> [Text section]:
=== Begin Enclosure ===
For Student Housing, COVID-19 Boost May Be Short-Lived
- Nov 06, 2020
Due to the coronavirus pandemic, colleges around the United States have had to decide whether they would open for in-person classes or commit to online learning instead. Some schools, such as the University of North Carolina, opened for in-person classes but reversed that decision after 177 COVID-19 cases were reported soon after.
Jaclyn G. Fitts, an executive vice president at CBRE who co-leads the firm’s National Student Housing Team, says that the impact of COVID-19 on off-campus student housing hasn’t been too severe.
“It’s actually has been relatively positive from the standpoint of occupancy,” she said. “The off-campus market has really benefited from the de-densification of on-campus housing, where the dorms have been closed either to allow for more social distancing or to take dorms offline for quarantine situations.”
=== End Enclosure ===
> [Data section]:
=== Begin Enclosure ===
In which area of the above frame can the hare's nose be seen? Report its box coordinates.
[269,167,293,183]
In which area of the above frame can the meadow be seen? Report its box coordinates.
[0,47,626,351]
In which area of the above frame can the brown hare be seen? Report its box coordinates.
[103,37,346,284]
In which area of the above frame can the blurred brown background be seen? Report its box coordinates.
=== End Enclosure ===
> [Assignment]: Set down the full student housing article from above word for word.

> [Result below]:
For Student Housing, COVID-19 Boost May Be Short-Lived
- Nov 06, 2020
Due to the coronavirus pandemic, colleges around the United States have had to decide whether they would open for in-person classes or commit to online learning instead. Some schools, such as the University of North Carolina, opened for in-person classes but reversed that decision after 177 COVID-19 cases were reported soon after.
Jaclyn G. Fitts, an executive vice president at CBRE who co-leads the firm’s National Student Housing Team, says that the impact of COVID-19 on off-campus student housing hasn’t been too severe.
“It’s actually has been relatively positive from the standpoint of occupancy,” she said. “The off-campus market has really benefited from the de-densification of on-campus housing, where the dorms have been closed either to allow for more social distancing or to take dorms offline for quarantine situations.”